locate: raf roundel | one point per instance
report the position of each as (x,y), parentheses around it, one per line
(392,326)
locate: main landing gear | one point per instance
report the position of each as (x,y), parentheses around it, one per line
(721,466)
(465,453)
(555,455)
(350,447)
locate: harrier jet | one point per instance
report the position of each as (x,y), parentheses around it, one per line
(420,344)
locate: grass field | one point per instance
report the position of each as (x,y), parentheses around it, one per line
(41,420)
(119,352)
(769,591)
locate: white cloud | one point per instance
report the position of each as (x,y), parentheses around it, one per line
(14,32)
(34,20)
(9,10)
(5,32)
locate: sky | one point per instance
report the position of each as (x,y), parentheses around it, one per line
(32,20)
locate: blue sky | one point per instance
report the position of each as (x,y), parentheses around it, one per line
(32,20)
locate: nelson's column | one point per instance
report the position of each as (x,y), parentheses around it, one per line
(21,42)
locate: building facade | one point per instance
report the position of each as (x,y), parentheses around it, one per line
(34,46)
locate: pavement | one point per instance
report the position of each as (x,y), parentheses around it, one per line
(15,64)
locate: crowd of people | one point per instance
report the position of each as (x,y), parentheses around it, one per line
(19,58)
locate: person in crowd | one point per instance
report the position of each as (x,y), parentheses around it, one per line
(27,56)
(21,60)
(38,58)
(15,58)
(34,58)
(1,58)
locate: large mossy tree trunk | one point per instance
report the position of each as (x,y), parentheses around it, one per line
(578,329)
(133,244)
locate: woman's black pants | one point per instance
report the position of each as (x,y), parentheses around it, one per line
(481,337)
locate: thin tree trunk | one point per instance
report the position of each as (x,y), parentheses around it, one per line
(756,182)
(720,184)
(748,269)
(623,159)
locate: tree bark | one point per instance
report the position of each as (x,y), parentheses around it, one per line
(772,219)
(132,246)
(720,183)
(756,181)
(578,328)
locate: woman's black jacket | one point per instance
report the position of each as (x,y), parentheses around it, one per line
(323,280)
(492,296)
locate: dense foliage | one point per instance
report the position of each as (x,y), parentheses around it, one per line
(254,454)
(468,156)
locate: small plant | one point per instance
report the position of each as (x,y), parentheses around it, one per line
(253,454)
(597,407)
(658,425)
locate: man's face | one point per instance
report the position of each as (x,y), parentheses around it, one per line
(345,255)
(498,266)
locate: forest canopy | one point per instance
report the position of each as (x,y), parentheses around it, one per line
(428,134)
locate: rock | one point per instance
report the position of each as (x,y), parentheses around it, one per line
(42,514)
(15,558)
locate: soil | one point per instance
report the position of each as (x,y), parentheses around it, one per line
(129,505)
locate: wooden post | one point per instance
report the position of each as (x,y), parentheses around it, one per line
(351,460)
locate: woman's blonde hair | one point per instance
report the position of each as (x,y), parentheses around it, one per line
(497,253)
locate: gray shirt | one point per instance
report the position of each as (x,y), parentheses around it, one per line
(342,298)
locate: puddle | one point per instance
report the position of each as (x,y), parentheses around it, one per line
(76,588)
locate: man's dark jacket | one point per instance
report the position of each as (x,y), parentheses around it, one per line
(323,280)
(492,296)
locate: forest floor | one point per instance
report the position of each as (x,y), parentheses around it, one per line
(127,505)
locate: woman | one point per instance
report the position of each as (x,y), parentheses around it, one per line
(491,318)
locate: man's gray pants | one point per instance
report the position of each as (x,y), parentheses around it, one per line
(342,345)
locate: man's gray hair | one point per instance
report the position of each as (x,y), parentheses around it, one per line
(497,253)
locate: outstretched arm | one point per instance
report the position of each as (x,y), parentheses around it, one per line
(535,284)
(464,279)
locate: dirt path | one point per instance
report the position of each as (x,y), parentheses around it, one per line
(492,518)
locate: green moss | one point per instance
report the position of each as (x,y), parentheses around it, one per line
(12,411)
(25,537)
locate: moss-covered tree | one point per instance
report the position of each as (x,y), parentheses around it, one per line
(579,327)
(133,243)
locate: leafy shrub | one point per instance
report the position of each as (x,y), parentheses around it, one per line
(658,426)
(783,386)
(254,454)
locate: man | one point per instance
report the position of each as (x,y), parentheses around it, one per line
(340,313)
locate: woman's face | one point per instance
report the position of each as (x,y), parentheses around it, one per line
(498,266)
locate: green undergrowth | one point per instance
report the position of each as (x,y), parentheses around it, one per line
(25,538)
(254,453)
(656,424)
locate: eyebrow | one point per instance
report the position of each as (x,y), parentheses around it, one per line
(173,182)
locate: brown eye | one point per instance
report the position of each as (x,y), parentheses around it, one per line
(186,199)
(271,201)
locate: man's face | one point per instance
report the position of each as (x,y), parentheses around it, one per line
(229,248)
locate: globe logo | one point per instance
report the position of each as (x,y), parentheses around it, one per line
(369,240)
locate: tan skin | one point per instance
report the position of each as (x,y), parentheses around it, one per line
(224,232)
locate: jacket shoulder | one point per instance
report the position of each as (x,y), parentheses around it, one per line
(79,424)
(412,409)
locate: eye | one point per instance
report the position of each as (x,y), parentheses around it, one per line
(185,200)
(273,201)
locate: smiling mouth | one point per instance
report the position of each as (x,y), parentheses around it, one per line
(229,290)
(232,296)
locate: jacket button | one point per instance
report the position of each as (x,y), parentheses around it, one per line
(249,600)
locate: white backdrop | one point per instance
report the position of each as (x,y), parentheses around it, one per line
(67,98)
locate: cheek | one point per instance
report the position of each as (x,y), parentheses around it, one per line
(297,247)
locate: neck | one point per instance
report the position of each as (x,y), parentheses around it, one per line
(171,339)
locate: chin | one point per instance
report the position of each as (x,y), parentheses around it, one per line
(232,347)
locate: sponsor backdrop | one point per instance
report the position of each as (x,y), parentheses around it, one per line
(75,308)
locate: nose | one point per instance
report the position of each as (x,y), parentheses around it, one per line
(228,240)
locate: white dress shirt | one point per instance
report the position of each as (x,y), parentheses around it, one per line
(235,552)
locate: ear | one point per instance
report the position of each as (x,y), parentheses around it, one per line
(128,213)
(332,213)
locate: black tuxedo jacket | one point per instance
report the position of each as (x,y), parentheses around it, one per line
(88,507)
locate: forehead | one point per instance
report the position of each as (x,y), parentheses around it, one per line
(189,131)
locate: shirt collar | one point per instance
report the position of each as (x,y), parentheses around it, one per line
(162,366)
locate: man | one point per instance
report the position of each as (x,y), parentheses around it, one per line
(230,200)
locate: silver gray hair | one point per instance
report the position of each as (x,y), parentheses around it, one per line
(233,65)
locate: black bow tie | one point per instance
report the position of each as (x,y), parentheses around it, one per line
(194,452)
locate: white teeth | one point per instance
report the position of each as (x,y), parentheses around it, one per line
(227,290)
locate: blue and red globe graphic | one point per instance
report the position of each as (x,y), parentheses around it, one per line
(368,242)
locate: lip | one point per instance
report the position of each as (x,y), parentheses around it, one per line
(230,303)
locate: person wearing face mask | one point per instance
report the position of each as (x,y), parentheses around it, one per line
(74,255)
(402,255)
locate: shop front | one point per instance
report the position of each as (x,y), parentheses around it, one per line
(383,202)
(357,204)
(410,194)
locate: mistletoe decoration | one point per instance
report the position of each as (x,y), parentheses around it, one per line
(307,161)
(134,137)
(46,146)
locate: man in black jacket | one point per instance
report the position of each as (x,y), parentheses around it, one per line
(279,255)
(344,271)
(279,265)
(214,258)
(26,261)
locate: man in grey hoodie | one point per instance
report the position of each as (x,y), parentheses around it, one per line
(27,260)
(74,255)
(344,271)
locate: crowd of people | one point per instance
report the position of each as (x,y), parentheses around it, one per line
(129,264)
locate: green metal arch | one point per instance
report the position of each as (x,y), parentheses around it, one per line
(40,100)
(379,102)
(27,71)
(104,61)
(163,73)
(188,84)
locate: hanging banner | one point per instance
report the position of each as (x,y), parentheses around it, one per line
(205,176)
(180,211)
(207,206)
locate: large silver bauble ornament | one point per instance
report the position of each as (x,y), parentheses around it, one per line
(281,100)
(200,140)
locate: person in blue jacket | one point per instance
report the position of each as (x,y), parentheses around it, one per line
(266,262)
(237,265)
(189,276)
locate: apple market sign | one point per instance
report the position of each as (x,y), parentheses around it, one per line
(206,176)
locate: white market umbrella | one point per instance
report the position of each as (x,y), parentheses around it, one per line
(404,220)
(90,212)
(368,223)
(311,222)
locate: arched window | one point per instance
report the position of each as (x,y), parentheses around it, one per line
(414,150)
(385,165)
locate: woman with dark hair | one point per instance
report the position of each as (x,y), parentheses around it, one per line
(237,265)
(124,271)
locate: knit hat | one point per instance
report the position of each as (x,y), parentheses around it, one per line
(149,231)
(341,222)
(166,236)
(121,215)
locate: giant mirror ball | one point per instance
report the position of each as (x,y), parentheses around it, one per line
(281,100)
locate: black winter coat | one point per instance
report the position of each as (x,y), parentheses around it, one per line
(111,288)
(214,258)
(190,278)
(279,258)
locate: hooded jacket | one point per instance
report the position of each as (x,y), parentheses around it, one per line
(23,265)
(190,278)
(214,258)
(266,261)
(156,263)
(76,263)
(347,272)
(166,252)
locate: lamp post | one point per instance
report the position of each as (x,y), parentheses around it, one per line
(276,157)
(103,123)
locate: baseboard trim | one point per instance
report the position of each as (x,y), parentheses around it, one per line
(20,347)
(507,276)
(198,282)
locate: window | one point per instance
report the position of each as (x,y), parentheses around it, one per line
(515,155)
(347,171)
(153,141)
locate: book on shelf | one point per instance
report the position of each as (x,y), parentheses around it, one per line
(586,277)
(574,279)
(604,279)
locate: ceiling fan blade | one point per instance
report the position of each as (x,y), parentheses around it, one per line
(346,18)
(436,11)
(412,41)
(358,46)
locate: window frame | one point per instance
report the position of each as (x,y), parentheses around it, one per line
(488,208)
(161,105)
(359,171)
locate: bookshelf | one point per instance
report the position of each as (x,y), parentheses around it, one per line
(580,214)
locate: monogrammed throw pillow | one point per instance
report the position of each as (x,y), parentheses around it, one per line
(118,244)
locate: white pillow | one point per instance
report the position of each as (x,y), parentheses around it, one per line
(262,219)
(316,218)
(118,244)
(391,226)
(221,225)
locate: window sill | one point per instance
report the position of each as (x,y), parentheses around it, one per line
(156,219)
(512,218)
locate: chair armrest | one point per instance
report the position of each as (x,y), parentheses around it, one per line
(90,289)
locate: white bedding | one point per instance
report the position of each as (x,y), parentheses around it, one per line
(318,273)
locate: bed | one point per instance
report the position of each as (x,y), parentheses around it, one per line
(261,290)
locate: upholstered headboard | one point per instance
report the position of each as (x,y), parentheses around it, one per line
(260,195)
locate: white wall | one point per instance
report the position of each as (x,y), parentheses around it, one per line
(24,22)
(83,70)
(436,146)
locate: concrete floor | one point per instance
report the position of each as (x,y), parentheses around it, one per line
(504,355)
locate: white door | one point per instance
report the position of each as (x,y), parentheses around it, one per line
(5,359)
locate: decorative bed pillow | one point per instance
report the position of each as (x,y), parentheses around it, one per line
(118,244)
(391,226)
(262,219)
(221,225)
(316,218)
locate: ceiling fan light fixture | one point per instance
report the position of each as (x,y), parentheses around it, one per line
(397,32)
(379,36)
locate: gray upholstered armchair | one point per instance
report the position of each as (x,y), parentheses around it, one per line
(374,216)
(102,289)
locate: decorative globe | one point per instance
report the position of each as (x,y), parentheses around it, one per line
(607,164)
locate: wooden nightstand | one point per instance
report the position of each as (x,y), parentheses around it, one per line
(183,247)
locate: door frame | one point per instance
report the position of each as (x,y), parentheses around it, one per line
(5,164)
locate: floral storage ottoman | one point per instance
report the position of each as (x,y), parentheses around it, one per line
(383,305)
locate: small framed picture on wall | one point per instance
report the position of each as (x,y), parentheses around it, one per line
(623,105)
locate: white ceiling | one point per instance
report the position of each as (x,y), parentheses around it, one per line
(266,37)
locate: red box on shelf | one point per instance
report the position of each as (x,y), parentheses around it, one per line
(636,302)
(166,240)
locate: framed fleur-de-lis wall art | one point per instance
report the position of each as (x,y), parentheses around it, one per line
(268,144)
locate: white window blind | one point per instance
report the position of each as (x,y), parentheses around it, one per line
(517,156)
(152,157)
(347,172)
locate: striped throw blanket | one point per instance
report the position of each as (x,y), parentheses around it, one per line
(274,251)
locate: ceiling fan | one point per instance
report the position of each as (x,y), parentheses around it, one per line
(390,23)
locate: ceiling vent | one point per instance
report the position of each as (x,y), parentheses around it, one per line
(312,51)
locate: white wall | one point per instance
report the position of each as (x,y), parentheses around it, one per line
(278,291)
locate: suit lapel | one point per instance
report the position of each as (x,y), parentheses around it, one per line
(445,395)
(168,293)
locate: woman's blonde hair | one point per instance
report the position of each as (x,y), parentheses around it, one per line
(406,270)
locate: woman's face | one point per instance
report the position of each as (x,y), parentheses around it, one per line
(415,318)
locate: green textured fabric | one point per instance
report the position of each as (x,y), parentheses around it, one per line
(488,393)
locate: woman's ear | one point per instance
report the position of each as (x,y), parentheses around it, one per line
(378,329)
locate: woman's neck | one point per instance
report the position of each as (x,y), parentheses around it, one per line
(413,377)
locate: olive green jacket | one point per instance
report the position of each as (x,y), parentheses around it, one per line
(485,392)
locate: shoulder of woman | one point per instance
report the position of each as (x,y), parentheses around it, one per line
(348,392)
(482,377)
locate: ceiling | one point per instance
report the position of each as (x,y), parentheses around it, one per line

○ ○ ○

**Task statement**
Please copy out each line of the material that contains the string "tree".

**Solution to the exercise**
locate: large mossy tree trunk | one point per instance
locate: thin tree trunk | one point per instance
locate: tree bark | one point per instance
locate: moss-covered tree | one point per instance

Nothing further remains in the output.